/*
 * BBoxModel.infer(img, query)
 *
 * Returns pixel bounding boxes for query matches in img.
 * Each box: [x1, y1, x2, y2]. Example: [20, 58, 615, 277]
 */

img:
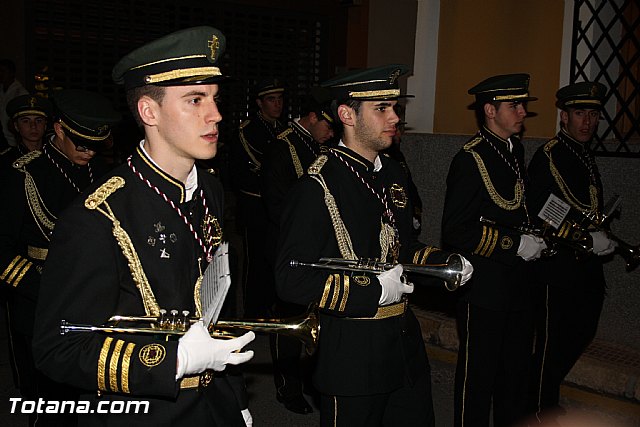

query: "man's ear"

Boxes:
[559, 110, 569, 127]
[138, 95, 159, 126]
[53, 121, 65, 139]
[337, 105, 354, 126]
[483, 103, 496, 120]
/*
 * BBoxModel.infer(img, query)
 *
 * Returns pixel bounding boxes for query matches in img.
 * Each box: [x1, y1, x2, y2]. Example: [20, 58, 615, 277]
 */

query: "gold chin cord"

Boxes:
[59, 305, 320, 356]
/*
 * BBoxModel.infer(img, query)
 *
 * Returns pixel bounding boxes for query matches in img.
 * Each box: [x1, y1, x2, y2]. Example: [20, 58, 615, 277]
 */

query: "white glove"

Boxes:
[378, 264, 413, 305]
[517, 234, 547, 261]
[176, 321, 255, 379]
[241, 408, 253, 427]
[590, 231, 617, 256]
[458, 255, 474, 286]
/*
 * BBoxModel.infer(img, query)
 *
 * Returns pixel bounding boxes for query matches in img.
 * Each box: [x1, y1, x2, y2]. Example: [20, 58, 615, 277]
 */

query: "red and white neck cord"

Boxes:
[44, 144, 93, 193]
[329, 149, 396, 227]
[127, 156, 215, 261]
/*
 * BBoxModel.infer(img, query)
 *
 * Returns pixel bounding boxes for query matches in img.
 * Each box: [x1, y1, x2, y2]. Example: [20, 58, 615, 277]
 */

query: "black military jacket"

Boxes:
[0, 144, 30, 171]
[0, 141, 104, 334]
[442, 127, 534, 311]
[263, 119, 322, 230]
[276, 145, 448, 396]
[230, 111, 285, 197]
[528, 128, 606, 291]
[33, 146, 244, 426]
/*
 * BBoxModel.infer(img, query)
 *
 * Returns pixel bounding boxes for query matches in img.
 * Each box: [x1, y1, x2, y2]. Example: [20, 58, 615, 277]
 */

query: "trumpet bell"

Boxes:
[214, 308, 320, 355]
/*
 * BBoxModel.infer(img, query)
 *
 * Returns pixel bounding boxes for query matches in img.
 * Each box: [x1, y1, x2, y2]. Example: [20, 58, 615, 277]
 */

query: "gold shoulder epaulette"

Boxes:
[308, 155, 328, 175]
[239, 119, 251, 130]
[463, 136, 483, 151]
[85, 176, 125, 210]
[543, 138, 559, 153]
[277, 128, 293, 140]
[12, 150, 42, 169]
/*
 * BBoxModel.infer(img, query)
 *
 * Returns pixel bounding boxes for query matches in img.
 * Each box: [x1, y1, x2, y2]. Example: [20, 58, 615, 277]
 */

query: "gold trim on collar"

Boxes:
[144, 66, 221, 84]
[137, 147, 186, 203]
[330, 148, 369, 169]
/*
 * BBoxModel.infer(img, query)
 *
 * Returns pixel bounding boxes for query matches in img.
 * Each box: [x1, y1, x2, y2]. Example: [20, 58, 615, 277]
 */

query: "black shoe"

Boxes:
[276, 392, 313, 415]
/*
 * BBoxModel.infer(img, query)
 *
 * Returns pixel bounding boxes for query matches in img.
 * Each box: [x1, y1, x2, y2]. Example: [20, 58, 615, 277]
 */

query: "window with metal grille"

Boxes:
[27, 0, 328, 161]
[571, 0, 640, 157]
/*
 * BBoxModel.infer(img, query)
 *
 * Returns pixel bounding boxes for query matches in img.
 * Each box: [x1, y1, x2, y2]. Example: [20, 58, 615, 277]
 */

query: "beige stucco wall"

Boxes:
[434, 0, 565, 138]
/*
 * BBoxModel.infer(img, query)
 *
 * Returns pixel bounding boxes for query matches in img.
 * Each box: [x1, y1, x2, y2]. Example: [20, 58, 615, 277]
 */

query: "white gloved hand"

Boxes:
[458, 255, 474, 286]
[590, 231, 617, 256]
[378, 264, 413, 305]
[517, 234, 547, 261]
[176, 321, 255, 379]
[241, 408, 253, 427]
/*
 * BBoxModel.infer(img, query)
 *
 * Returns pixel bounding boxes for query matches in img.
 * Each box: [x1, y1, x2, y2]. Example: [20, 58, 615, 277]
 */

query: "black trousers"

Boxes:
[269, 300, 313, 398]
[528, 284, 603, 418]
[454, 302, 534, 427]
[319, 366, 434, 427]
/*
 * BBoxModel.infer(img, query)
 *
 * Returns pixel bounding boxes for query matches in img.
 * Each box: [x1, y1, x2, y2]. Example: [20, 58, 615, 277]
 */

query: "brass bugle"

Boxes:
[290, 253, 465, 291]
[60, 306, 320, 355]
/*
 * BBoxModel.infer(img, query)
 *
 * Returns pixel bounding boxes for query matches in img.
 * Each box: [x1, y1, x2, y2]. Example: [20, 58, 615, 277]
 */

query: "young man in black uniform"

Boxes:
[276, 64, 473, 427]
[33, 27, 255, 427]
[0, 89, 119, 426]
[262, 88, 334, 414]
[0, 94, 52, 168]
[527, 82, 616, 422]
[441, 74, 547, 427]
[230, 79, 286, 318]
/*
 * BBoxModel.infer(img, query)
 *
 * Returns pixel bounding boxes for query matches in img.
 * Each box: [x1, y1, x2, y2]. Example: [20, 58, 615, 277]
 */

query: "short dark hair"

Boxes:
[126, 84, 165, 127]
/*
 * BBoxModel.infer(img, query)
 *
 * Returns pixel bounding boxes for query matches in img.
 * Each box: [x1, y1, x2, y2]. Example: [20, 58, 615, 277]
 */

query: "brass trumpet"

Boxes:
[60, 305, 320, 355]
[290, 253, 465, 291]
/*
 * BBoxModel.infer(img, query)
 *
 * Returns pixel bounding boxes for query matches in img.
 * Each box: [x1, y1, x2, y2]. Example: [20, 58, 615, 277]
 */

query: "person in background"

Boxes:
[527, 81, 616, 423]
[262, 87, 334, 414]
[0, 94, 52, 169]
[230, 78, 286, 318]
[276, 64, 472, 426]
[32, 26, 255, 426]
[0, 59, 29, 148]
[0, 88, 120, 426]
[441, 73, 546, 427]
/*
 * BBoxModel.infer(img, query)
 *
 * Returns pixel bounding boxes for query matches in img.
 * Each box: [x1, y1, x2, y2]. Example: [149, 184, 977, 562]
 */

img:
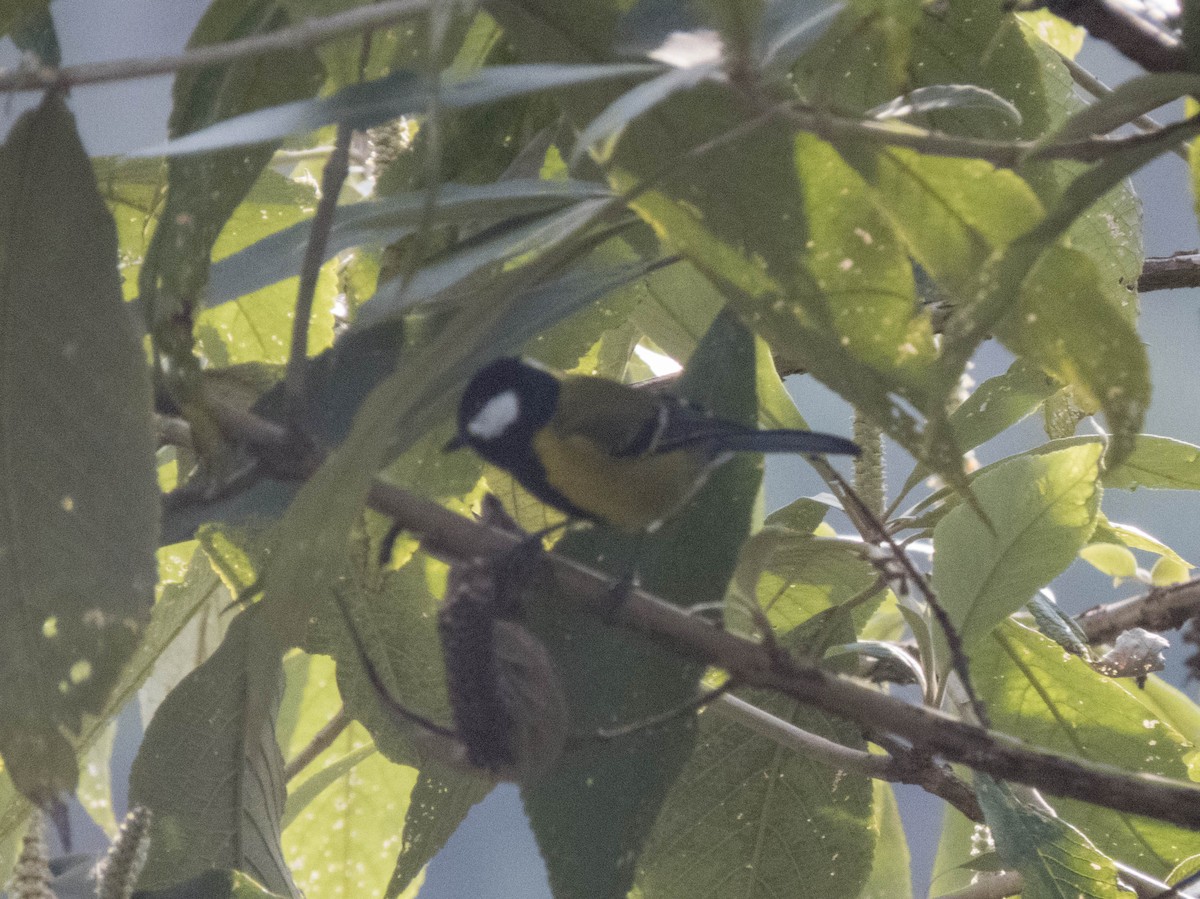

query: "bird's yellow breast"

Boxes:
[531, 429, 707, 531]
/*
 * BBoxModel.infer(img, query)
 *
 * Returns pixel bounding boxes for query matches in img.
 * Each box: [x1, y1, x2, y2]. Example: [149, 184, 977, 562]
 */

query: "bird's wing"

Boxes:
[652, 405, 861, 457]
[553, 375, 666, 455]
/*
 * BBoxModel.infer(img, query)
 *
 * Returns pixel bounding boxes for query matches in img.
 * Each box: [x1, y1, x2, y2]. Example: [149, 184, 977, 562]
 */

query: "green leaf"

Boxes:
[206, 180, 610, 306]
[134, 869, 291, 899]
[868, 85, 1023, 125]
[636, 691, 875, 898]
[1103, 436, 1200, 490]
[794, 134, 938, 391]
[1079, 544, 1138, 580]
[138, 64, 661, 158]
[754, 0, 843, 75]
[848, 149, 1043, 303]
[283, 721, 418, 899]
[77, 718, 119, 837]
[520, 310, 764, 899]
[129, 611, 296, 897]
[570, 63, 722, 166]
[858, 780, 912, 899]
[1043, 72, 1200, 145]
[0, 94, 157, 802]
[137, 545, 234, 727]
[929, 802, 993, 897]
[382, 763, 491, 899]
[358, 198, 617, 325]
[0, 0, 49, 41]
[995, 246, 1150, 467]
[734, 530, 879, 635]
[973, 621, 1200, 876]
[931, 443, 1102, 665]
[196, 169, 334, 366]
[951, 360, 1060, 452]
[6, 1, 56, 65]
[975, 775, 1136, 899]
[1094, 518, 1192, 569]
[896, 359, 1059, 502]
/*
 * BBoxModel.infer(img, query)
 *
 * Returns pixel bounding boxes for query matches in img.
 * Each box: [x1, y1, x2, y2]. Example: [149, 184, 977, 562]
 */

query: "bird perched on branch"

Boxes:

- _Aim of the task_:
A single figure answers this: how many lines of the material hold "trumpet".

- _Completed task_:
2